**Source data**
--- START ---
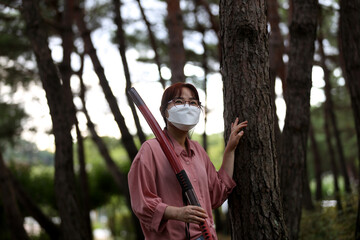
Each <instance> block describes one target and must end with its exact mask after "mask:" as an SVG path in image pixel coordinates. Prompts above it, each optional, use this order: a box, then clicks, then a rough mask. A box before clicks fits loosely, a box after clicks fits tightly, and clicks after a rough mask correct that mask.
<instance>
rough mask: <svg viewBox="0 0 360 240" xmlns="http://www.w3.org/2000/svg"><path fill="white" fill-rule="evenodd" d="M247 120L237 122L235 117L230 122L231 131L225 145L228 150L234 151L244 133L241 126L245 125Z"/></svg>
mask: <svg viewBox="0 0 360 240" xmlns="http://www.w3.org/2000/svg"><path fill="white" fill-rule="evenodd" d="M247 124H248V121H244V122H241V123H239V118H236V119H235V122H233V123H231V133H230V136H229V141H228V143H227V145H226V148H227V150H228V151H234V150H235V149H236V147H237V145H238V144H239V141H240V138H241V137H242V136H243V135H244V131H243V130H242V129H243V128H245V127H247Z"/></svg>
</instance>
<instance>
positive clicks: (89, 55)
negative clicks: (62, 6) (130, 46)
mask: <svg viewBox="0 0 360 240" xmlns="http://www.w3.org/2000/svg"><path fill="white" fill-rule="evenodd" d="M76 23H77V26H78V28H79V31H80V32H81V35H82V38H83V41H84V45H85V53H86V54H88V55H89V57H90V58H91V61H92V63H93V65H94V70H95V72H96V74H97V76H98V78H99V82H100V85H101V87H102V89H103V92H104V95H105V98H106V100H107V102H108V103H109V107H110V109H111V112H112V113H113V115H114V119H115V122H116V123H117V125H118V127H119V129H120V132H121V142H122V144H123V145H124V147H125V149H126V152H127V154H128V156H129V159H130V160H131V161H132V160H133V159H134V158H135V156H136V154H137V147H136V145H135V142H134V139H133V136H132V135H131V134H130V132H129V129H128V128H127V126H126V123H125V119H124V116H123V115H122V114H121V112H120V109H119V105H118V104H117V100H116V98H115V96H114V94H113V92H112V90H111V88H110V85H109V82H108V80H107V78H106V76H105V72H104V68H103V67H102V65H101V63H100V60H99V58H98V56H97V54H96V49H95V47H94V45H93V43H92V40H91V37H90V31H89V30H88V29H87V27H86V23H85V20H84V12H83V10H82V9H80V8H79V7H77V8H76Z"/></svg>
--- END ---
**Exercise details**
Within the records above, determine how many lines contain the word "instance". Respond with that number and no other text.

**Output of the exercise**
4